▸ **Problem statement**
The line containing "Target: green curtain" marks the end; copy exactly all lines from the start of the material up to and including it.

▸ **Records for this task**
○ ○ ○

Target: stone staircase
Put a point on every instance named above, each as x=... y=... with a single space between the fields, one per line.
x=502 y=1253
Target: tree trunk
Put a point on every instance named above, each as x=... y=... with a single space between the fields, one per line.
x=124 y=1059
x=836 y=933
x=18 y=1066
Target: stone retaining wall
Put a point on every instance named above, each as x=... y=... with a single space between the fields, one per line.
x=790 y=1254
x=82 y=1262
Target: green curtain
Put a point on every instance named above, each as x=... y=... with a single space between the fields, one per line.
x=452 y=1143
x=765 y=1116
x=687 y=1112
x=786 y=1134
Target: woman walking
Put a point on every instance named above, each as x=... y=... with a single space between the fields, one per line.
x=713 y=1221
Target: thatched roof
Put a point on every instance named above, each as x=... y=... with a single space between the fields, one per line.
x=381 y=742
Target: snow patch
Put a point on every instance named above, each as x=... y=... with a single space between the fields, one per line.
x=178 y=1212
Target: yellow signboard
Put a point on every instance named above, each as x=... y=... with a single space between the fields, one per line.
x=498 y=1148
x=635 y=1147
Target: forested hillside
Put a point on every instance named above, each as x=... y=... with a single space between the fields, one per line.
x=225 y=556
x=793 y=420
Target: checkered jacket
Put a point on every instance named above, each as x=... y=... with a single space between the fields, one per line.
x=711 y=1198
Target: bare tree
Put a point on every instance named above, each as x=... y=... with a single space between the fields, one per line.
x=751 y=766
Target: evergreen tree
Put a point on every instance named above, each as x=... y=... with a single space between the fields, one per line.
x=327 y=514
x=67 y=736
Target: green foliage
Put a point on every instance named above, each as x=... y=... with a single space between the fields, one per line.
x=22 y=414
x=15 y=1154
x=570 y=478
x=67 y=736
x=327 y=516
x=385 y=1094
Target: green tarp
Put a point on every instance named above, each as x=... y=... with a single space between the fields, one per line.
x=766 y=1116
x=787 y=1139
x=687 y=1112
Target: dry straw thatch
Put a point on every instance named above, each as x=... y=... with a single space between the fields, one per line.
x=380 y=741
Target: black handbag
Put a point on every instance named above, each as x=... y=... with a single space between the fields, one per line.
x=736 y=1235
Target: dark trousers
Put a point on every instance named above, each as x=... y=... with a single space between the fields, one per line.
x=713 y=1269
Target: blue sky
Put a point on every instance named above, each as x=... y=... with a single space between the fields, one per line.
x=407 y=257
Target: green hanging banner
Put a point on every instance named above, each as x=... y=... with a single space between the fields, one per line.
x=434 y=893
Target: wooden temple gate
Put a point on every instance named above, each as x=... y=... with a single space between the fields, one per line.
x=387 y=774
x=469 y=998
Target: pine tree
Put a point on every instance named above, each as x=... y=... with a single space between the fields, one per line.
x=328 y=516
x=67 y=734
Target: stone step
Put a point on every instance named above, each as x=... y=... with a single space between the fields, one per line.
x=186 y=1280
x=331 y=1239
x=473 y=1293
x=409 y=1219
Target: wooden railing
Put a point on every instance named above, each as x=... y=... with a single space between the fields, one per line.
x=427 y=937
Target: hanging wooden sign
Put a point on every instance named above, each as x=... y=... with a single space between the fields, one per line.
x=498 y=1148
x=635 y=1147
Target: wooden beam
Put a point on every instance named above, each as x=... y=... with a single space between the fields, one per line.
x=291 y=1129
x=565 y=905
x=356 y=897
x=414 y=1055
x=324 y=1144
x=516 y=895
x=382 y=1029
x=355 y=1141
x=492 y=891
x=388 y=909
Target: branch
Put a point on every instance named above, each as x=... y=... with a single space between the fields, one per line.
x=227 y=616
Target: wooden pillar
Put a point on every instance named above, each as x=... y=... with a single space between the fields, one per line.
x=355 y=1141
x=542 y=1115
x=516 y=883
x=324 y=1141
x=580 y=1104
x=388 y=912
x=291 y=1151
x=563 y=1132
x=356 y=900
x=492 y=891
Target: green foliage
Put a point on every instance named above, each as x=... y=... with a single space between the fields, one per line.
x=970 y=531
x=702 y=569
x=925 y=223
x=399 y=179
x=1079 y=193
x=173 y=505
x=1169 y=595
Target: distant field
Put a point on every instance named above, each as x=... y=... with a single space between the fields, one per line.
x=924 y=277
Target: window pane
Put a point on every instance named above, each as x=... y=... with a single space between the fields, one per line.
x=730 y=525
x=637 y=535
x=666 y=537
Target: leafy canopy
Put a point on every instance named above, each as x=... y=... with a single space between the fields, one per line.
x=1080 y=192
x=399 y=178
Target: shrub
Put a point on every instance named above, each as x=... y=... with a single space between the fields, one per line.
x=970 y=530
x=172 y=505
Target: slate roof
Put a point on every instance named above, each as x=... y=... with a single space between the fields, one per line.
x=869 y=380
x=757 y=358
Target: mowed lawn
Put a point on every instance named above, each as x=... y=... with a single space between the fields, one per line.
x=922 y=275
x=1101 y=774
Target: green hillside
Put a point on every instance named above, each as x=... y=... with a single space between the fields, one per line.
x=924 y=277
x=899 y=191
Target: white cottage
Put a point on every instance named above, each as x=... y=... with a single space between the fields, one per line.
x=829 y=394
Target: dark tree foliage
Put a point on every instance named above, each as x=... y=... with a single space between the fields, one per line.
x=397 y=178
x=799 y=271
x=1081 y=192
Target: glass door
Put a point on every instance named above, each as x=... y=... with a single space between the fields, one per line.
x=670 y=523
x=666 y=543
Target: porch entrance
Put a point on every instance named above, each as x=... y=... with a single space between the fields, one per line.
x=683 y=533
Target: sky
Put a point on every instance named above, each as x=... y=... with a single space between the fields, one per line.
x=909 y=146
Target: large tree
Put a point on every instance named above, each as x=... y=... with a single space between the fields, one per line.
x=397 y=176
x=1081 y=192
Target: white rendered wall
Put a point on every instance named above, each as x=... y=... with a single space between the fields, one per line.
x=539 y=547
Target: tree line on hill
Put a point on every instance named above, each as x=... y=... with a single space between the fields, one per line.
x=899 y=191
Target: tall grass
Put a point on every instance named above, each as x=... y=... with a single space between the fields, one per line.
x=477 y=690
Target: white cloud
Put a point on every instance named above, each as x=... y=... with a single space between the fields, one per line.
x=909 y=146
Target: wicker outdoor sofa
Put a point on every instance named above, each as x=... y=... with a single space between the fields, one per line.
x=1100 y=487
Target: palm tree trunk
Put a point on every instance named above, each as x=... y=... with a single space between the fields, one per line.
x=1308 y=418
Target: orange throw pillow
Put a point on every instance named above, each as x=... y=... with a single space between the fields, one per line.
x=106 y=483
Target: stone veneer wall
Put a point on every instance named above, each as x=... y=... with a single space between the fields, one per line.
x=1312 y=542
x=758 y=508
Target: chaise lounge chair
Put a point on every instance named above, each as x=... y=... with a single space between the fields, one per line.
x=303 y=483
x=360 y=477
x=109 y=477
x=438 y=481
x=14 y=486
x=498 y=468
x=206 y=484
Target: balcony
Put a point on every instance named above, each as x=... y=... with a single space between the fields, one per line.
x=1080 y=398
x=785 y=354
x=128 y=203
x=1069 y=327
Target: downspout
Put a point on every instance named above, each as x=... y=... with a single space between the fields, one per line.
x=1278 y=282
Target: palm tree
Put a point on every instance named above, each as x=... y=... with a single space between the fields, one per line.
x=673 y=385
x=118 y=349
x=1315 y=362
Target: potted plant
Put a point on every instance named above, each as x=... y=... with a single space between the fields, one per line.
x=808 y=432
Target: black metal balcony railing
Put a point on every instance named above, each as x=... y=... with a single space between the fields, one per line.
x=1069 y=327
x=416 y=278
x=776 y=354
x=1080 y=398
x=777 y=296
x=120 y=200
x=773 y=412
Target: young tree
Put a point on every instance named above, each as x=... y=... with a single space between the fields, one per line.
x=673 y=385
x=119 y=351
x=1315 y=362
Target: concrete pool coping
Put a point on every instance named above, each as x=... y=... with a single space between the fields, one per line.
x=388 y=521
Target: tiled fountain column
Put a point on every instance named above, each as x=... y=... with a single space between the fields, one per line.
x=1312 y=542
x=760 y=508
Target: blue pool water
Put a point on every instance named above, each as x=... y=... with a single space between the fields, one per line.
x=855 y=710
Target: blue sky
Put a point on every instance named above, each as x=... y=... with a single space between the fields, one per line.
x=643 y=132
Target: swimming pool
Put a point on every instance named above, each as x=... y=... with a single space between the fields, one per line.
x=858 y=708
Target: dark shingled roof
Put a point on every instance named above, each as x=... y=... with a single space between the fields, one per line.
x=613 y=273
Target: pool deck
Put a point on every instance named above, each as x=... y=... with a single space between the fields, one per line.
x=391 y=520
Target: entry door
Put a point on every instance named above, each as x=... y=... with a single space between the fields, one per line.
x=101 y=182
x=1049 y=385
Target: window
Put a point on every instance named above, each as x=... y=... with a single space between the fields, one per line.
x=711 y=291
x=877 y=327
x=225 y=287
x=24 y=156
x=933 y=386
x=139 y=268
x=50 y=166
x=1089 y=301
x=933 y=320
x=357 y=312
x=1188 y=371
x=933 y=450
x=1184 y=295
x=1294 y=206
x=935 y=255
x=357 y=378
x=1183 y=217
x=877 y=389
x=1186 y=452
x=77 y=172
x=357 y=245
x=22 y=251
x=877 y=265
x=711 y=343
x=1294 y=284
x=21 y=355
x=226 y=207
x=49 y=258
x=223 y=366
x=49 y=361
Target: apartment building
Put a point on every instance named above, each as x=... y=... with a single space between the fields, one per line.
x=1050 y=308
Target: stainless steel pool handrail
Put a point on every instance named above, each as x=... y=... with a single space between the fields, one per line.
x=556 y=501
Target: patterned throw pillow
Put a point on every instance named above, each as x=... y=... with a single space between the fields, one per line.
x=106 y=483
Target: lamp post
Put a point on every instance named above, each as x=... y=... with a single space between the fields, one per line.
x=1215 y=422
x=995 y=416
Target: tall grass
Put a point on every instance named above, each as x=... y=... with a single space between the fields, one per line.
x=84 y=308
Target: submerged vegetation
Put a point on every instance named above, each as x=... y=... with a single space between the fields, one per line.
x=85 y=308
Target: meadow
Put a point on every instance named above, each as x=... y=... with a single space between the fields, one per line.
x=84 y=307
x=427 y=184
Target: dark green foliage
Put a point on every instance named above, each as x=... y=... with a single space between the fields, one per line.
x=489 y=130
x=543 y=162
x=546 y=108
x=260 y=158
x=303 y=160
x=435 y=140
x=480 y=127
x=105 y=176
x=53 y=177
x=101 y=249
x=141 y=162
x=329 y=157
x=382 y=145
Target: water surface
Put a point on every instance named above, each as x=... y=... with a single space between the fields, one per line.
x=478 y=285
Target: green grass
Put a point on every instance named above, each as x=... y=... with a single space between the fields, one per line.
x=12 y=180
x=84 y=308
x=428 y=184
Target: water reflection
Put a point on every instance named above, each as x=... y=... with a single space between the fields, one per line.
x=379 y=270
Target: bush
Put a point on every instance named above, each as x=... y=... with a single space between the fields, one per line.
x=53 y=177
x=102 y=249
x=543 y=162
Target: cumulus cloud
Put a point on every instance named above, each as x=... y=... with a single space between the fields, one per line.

○ ○ ○

▸ **Result for this task**
Target: stone staircase
Put a point on every instance named above, each as x=... y=... with a single space between the fields, one per line.
x=502 y=1253
Target: tree trunk
Put a point on every instance named above, each as x=... y=... with a single space between the fields, one per line.
x=124 y=1059
x=836 y=933
x=18 y=1066
Target: stone retaining wall
Put a point on every instance named above, each as x=... y=... with a single space between the fields, one per line.
x=790 y=1254
x=82 y=1262
Target: green curtain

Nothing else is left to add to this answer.